Testo da leggere ->
%%
# Support vector machine
Tentativo di fare la previsione con una support vector machine

In [176]:
from sklearn import svm
from sklearn.model_selection import GridSearchCV
from sklearn.model_selection import cross_validate
from sklearn.model_selection import LeaveOneOut
from sklearn.model_selection import train_test_split
from sklearn import metrics
import pandas as pd
from matplotlib import pyplot as plt
from statistics import mean
import numpy as np
from IPython.core.interactiveshell import InteractiveShell
InteractiveShell.ast_node_interactivity = 'all'
#pipelines for scaling data
from sklearn.pipeline import make_pipeline
from sklearn.preprocessing import StandardScaler

#setting up labels for dataset
labels = ['class', 'spec_num', 'eccentr', 'asp_ratio', 'elong', 'solidity', 'stoch_conv', 'iso_factor', 'max_ind_depth', 'lobedness', 'av_intensity', 'av_contr', 'smooth', 'third_mom', 'unif', 'entropy']
#importing data
df = pd.read_csv(r'./leaf/leaf.csv', header = None, names = labels)
#display(df)
#separating y from x
X = df.iloc[:, 2:16]
y = df.iloc[:, 0]

In [177]:
#declaring classifier for 'one versus one' case
clf = svm.SVC(decision_function_shape='ovo')
print(type(clf))

<class 'sklearn.svm._classes.SVC'>


In [178]:
#fitting classifier
clf.fit(X, y)

## Static test

In [179]:
#dividing the dataset for a static test
from sklearn import preprocessing

X_train, X_test, y_train, y_test = train_test_split(df.iloc[:, 2:16], df.iloc[:, 0], test_size=0.3) # 70% training and 30% test

Nota: se vuoi ottenere sempre lo stesso split (ad esempio per fare delle prove), aggiungi il parametro "random_state = num" dove num è un intero costante
Nota: to_frame() è un metodo delle variabili di tipo "Series" per convertirle al tipo DataFrame. La "train_test_split", infatti, mi restituisce DataFrame per le X e Series per le Y, visto che quest'ultime sono colonne singole. Le funzioni successive non funzionano con parametri di tipo Series, quindi è necessario aggiungere to_frame(). Altre info qua: https://stackoverflow.com/questions/26047209/what-is-the-difference-between-a-pandas-series-and-a-single-column-dataframe 

In [180]:
scaled_clf = make_pipeline(StandardScaler(), svm.SVC(kernel='linear'))
%%
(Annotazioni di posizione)
%%
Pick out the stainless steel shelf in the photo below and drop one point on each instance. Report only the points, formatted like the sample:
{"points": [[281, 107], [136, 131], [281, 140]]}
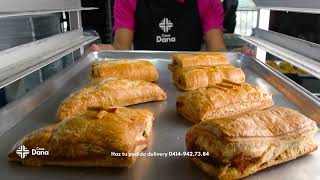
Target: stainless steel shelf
{"points": [[305, 6], [300, 53], [28, 13], [20, 61]]}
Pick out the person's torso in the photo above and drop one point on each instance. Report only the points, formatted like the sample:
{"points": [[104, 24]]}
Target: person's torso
{"points": [[167, 25]]}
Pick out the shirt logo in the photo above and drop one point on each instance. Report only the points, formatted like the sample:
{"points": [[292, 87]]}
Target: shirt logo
{"points": [[165, 25], [22, 152]]}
%%
Serie di compiti ->
**A.** Estragga alla lettera, dal testo sulla support vector machine, il passo che si apre con le parole contenenti "#separating y from" e si chiude con "clf = svm.SVC(decision_function_shape='ovo')".
**B.** Scriva il seguito del testo sulla support vector machine, cominciando subito dopo la sua ultima riga.

Risposte qui sotto ->
**A.**
#separating y from x
X = df.iloc[:, 2:16]
y = df.iloc[:, 0]

In [177]:
#declaring classifier for 'one versus one' case
clf = svm.SVC(decision_function_shape='ovo')

**B.**
scaled_clf.fit(X_train, y_train)

stat_clf = svm.SVC(kernel='linear')    #remember that the default kernel is rbf. 
#Try changing kernel between: {‘linear’, ‘poly’, ‘rbf’, ‘sigmoid’, ‘precomputed’} 
print(type(y_train))
stat_clf.fit(X_train, y_train)

<class 'pandas.core.series.Series'>


In [181]:
#let's make a prediction on the test data with both classifiers
y_pred = stat_clf.predict(X_test)
y_pred_scaled = scaled_clf.predict(X_test)
y_pred - y_pred_scaled

array([  0,   0,  15,   0,  14,  14,   0,  -7, -20,  16,   0,   0,   4,
       -21,  23,   0,  28,  20,  28,   0,   0,   0,   0,   0,   0,   0,
         0,  -2,  30,   0,   0,   0,   0,   0,   0,   0,  14,  30,  11,
       -15,   0,   0,  28, -21,   0,   0,   6,   0,   0,   0,   0, -16,
         0,   0, -21,   0,   0,  -2,  14,   5,   6,   0, -20,  -6,  16,
         0,  17,  14,   0,   0,   0,   0,   0,   5, -21,   0,   1,   0,
        -2,   0,  30,   9,  20,  28,   0,   0,   0,   0, -25,   0, -20,
         6,  28,   0,  -1,  -5,  16,   0,  16,  14,   0,  -7])

Possiamo vedere che le previsioni sono diverse. Proviamo a confrontare i parametri di stat_clf e scaled_clf, per vedere se con lo scaling cambiano solo i dati o anche i classificatori.

### Secondo me
stat_clf e what_is_this sono probabilmente lo stesso classifier SVM, perchè hanno sia lo stesso "type" che le stesse previsioni nel test set.

### Valutiamo il nostro modello statico

In [182]:
print("Accuracy clf:", metrics.accuracy_score(y_test, y_pred))
print("Accuracy scaled_clf:", metrics.accuracy_score(y_test, y_pred_scaled))

Accuracy clf: 0.4411764705882353
Accuracy scaled_clf: 0.7941176470588235


## Cross validation
Facciamo learning tramite cross validation su un terzo modello "clf_cv"

In [183]:
#print(metrics.get_scorer_names())

In [184]:
clf_cv = svm.SVC(decision_function_shape='ovo')
k = 5
effect_cv = cross_validate(clf_cv, X, y, cv=k, scoring=('accuracy'))
effect_cv
print("Mean test_score:", mean(effect_cv['test_score']))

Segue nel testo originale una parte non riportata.